#### Records from a data collection
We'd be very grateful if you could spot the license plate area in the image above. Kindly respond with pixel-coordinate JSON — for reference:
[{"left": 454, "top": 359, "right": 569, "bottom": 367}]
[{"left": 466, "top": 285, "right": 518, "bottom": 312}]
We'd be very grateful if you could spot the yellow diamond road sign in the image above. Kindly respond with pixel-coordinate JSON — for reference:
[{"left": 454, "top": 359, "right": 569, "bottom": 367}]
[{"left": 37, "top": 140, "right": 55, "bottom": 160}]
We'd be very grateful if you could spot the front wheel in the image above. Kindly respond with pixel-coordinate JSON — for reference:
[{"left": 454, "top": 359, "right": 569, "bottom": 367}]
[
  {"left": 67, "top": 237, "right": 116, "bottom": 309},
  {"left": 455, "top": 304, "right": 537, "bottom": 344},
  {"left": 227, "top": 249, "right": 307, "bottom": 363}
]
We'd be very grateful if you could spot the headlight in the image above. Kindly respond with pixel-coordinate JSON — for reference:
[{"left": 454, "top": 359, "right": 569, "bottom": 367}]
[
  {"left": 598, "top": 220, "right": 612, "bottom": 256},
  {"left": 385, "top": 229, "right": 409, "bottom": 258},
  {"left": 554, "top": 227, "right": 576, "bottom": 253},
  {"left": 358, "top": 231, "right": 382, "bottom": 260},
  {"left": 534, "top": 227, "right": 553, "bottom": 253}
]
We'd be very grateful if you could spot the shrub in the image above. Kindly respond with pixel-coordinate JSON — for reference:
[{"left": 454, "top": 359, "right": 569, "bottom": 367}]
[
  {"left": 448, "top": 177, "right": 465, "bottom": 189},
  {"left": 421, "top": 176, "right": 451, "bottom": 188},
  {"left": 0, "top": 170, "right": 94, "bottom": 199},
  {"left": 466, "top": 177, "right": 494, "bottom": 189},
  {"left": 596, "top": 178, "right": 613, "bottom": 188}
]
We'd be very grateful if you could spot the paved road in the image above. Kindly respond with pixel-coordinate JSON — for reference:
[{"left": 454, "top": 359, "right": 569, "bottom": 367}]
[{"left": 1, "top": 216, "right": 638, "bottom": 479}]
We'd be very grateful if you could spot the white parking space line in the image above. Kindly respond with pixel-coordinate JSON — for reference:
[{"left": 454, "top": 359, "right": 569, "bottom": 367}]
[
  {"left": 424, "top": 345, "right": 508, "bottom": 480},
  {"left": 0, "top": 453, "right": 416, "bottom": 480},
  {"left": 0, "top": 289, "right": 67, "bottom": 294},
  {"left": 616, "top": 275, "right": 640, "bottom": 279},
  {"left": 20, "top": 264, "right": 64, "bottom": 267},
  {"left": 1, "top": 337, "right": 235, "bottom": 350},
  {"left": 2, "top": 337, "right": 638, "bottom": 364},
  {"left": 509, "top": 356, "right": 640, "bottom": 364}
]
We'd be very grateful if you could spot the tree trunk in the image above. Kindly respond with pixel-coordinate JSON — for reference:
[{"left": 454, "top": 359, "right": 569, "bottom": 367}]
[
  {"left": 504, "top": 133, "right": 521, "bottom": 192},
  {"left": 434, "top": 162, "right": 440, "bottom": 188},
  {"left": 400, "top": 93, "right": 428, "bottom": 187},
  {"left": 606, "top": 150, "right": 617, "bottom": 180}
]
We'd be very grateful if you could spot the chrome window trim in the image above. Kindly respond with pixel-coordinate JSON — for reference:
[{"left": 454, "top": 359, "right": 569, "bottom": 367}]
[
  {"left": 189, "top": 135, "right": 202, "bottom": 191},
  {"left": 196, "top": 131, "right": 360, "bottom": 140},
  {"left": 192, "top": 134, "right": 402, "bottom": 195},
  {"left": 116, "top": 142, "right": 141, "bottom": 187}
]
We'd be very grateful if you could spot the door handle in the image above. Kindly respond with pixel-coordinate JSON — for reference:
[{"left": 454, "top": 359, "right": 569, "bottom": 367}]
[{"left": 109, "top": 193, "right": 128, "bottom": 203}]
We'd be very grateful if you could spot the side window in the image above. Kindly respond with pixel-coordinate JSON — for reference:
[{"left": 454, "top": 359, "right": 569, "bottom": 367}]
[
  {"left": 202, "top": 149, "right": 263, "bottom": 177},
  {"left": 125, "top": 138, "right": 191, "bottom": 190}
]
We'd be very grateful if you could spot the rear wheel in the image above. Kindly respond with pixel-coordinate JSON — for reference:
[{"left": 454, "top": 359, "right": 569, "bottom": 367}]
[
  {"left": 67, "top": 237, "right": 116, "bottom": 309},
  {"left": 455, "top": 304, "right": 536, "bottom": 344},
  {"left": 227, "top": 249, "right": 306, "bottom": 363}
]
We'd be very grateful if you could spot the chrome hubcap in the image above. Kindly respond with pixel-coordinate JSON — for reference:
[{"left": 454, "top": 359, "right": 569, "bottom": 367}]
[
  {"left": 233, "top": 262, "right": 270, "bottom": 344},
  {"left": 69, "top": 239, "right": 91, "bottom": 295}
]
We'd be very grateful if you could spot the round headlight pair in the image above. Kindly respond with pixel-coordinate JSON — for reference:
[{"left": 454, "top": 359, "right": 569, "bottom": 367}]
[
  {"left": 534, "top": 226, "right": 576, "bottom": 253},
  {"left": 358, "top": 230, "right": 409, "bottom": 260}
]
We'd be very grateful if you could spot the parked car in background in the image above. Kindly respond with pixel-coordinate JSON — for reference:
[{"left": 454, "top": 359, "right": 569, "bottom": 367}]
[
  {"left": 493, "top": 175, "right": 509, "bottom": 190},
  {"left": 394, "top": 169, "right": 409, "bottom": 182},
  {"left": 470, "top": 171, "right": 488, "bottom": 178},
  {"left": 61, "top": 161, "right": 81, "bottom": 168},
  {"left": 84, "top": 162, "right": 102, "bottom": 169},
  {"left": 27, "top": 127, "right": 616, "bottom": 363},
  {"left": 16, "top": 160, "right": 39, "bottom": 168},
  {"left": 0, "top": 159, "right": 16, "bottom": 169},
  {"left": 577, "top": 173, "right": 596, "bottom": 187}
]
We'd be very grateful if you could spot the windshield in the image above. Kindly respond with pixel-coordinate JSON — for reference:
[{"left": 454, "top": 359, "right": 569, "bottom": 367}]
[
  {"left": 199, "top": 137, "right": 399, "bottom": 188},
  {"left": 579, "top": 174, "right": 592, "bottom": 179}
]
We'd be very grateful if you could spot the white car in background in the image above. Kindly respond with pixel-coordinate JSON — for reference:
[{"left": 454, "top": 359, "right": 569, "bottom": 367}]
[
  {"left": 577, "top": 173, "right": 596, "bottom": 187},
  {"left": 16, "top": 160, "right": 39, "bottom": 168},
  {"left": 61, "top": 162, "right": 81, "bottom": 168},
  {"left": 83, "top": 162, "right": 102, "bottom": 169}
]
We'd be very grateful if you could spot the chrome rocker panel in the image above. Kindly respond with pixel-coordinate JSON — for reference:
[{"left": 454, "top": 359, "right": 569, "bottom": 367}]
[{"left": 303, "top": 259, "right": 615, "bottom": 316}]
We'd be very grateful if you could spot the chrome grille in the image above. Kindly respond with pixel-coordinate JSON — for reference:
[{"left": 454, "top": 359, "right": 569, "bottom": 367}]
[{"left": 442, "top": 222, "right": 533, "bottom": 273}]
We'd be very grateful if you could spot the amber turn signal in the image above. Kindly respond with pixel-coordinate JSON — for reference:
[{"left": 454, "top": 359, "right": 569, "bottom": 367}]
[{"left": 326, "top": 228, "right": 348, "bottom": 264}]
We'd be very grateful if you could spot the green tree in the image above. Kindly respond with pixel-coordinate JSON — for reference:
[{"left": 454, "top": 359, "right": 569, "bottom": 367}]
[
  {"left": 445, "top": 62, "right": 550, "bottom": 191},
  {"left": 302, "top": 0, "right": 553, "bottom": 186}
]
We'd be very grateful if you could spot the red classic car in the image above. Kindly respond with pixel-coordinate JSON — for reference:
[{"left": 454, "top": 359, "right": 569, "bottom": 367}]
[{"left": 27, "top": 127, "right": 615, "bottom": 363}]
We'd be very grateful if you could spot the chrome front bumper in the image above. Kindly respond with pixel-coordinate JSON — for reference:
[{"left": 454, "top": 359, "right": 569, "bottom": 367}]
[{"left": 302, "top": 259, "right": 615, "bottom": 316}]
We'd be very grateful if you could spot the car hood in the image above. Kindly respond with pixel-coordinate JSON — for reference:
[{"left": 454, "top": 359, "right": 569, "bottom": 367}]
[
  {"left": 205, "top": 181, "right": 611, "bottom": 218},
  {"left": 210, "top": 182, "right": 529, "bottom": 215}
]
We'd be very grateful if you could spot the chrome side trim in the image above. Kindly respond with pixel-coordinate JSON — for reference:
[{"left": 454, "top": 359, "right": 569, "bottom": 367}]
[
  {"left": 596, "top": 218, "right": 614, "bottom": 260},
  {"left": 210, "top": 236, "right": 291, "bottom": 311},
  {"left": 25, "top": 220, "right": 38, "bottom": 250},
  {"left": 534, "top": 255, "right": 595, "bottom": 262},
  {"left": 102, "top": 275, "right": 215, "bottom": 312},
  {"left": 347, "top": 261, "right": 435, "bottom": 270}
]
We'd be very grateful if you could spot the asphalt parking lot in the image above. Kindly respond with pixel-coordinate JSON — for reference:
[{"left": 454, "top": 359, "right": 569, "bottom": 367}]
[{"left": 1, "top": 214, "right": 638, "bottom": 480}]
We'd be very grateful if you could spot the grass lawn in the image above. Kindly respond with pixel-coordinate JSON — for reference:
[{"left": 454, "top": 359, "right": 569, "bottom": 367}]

#### Work request
If a line in the records contains the string "parking", include it in the count; report that count alone.

#### Your solution
2